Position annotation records
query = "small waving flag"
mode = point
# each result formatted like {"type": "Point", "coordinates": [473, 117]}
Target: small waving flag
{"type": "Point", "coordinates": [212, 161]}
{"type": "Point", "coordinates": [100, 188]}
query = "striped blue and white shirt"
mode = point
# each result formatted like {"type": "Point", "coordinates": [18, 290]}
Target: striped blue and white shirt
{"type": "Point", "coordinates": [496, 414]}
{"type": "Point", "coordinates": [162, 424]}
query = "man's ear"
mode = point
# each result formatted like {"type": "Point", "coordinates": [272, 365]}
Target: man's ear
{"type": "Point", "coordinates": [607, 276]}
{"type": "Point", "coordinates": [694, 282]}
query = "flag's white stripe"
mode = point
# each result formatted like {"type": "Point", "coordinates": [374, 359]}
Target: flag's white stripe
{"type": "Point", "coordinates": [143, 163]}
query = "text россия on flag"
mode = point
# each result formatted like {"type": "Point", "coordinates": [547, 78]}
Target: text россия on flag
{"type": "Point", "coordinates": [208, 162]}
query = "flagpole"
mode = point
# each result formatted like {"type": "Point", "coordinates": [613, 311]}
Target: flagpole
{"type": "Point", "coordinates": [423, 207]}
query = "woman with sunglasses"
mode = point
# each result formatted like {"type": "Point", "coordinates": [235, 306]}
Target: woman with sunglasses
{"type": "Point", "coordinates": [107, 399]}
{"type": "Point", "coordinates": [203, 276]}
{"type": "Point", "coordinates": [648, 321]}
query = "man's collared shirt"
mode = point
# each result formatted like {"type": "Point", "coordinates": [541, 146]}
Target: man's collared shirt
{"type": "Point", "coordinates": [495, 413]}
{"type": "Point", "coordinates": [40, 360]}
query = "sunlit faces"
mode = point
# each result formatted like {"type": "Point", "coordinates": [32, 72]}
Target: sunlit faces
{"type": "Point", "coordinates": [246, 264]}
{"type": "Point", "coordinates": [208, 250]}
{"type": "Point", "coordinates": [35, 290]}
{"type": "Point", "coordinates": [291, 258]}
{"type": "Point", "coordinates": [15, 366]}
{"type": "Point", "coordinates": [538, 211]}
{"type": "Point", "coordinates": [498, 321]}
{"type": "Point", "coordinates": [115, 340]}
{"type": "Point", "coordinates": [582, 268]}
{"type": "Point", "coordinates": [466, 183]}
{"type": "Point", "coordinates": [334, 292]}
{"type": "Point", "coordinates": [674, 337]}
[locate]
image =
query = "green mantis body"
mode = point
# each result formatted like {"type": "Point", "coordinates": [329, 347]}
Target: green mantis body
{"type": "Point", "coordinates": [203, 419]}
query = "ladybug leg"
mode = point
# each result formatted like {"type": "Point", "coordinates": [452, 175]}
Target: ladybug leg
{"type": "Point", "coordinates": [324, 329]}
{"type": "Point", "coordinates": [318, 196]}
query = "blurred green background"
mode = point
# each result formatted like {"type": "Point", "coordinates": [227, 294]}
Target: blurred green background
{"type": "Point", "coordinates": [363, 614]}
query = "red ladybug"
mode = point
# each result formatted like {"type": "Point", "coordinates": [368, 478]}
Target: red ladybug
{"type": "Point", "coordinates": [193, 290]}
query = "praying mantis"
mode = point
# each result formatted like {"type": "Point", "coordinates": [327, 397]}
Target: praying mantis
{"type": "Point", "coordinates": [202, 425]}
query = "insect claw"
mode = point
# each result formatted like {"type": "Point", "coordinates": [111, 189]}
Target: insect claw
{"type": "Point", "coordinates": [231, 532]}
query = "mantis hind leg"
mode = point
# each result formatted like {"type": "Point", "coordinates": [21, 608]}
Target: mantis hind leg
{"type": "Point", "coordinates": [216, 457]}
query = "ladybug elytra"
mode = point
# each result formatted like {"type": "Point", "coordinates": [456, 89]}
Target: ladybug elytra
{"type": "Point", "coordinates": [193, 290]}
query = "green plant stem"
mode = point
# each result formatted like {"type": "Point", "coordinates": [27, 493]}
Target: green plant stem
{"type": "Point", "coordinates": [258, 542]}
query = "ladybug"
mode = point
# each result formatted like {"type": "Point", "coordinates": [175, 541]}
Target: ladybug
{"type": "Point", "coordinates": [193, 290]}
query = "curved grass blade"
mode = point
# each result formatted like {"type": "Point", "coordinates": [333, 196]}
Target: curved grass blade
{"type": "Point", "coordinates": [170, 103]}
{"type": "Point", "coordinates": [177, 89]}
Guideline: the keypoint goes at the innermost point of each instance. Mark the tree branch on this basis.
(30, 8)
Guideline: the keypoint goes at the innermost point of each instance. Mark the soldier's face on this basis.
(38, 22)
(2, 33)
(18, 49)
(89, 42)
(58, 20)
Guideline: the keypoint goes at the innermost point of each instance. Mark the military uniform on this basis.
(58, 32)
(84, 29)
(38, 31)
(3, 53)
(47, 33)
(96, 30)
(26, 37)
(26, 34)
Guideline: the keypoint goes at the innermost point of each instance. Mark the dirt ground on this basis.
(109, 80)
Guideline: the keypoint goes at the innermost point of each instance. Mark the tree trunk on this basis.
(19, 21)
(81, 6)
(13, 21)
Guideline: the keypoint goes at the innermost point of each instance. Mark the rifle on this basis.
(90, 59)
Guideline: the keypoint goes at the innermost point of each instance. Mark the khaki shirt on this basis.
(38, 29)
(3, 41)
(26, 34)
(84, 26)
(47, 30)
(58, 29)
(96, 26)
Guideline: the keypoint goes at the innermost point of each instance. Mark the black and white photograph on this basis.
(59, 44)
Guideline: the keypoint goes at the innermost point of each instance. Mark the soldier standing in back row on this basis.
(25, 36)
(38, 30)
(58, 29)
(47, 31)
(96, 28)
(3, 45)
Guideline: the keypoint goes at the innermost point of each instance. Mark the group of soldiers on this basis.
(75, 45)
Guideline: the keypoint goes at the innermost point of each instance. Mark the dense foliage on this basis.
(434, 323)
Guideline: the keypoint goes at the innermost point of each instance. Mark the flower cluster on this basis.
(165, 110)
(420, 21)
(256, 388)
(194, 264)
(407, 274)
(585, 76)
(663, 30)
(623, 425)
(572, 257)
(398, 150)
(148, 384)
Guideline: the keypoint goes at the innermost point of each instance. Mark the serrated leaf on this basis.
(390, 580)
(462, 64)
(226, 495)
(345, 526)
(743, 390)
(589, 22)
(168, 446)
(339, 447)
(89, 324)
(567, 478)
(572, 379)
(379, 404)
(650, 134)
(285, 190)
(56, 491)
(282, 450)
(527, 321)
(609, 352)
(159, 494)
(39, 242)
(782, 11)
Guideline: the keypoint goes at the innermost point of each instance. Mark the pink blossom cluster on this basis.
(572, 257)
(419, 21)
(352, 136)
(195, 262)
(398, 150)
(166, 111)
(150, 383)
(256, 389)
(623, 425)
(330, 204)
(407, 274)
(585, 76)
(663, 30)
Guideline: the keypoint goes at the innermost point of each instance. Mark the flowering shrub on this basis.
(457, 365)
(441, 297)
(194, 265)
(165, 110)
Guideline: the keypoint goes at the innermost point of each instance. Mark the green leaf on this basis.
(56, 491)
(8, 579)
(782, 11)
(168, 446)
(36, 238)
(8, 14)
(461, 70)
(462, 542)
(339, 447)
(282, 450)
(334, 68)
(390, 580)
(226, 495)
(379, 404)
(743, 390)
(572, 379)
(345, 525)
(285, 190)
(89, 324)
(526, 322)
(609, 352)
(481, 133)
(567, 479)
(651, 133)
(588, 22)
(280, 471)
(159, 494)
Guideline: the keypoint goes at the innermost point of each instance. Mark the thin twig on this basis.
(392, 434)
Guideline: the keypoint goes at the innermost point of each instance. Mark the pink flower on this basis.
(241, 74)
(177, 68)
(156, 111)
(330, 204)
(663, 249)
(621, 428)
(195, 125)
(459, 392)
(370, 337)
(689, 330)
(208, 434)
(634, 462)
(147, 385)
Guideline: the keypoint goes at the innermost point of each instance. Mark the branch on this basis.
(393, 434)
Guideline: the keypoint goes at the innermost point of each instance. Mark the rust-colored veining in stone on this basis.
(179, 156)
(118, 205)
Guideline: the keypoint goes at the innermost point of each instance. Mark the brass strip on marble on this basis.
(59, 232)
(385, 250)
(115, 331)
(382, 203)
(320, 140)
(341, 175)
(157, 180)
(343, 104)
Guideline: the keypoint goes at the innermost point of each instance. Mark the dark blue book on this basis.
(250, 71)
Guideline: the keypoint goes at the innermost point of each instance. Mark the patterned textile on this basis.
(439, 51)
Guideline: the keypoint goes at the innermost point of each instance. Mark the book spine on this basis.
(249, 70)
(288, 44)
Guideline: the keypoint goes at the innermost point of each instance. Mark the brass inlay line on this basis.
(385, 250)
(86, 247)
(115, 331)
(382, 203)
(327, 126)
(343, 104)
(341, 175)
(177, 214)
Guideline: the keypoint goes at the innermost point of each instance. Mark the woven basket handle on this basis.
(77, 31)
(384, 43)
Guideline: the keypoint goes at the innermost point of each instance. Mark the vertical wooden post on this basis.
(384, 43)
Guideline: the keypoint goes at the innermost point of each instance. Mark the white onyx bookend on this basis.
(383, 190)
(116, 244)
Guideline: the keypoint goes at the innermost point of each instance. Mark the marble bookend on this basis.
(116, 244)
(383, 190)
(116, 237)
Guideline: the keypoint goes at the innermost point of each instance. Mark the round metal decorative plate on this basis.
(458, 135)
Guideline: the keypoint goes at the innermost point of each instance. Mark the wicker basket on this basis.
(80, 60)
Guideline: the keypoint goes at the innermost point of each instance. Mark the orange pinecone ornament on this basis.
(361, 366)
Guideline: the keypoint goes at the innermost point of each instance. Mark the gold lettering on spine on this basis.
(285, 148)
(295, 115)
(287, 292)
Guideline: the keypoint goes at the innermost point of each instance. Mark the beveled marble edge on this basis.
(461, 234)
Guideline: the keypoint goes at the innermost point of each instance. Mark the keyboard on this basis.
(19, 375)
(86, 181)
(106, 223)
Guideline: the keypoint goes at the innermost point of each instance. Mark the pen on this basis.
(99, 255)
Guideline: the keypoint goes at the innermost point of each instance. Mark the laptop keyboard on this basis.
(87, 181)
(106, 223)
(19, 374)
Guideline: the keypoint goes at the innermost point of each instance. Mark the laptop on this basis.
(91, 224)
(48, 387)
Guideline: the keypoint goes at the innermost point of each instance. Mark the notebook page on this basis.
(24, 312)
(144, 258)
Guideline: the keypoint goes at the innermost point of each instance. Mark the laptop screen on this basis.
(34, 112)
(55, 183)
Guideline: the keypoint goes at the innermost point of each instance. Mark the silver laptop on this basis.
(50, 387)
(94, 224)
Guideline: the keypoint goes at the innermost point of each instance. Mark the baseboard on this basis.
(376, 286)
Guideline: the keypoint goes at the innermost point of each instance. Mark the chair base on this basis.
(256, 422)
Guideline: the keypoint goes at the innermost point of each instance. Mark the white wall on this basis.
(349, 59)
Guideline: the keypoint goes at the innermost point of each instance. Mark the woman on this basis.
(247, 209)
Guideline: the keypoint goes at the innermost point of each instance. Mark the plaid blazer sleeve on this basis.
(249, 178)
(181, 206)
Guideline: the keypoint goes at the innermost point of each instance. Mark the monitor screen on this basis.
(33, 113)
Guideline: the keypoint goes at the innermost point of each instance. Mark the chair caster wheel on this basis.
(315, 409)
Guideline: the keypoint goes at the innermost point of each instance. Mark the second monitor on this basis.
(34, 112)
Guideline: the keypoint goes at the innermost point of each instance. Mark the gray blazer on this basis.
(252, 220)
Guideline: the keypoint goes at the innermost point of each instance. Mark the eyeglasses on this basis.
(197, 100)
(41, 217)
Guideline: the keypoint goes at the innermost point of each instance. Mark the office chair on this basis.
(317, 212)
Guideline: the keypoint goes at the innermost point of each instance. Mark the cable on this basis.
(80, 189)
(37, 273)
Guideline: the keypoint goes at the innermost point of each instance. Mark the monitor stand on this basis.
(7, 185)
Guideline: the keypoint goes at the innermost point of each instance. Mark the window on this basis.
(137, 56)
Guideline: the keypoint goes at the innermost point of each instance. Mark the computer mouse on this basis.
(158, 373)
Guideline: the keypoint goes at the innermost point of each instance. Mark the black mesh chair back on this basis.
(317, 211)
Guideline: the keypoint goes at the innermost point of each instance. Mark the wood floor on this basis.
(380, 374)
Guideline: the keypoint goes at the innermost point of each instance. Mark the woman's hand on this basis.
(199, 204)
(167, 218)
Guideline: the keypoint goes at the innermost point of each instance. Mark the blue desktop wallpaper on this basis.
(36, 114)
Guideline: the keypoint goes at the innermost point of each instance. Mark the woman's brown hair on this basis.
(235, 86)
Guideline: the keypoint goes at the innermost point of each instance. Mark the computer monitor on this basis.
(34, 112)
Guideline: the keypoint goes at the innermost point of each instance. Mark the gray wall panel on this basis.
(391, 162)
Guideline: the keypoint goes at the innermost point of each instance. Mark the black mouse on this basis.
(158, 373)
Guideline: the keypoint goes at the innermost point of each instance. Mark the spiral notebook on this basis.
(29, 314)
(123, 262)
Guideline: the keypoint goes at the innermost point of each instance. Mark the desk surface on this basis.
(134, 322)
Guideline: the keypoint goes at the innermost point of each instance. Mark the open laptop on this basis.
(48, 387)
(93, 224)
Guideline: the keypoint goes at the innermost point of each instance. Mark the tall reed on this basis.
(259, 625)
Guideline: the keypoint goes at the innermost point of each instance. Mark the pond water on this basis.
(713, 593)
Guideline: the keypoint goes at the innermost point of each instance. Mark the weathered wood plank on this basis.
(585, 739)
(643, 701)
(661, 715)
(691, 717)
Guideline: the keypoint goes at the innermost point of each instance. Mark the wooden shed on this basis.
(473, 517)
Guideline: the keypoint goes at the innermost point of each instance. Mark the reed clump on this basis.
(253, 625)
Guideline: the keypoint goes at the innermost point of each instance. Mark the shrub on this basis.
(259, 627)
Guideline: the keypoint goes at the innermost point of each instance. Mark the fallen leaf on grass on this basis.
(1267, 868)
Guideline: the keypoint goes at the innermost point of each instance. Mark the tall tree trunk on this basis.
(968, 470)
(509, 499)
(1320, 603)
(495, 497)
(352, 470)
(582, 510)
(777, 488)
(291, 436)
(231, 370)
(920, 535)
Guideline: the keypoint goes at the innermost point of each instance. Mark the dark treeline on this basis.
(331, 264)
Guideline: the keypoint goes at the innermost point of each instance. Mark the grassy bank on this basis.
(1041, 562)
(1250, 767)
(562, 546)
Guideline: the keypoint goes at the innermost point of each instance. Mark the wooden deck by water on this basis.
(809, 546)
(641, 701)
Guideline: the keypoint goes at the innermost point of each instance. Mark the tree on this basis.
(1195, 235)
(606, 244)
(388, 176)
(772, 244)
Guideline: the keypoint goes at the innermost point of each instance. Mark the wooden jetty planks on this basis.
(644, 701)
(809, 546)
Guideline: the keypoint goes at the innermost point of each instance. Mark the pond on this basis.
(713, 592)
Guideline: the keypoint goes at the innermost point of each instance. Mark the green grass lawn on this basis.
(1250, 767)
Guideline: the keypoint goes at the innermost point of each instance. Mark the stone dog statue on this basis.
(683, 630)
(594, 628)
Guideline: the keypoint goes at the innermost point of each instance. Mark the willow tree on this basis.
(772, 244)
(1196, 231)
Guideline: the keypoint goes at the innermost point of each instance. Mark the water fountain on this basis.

**Given exercise:** Quote the lines above exactly, starting at the line that contains "statue on this basis." and ending at the line that contains "(1196, 231)".

**Solution:**
Guideline: the keypoint goes at the innermost point of each instance. Mark the stone dog statue on this basis.
(683, 630)
(594, 628)
Guideline: the keypoint goes at the innermost point of each instance. Mark the willow tree on this basis.
(772, 244)
(1196, 231)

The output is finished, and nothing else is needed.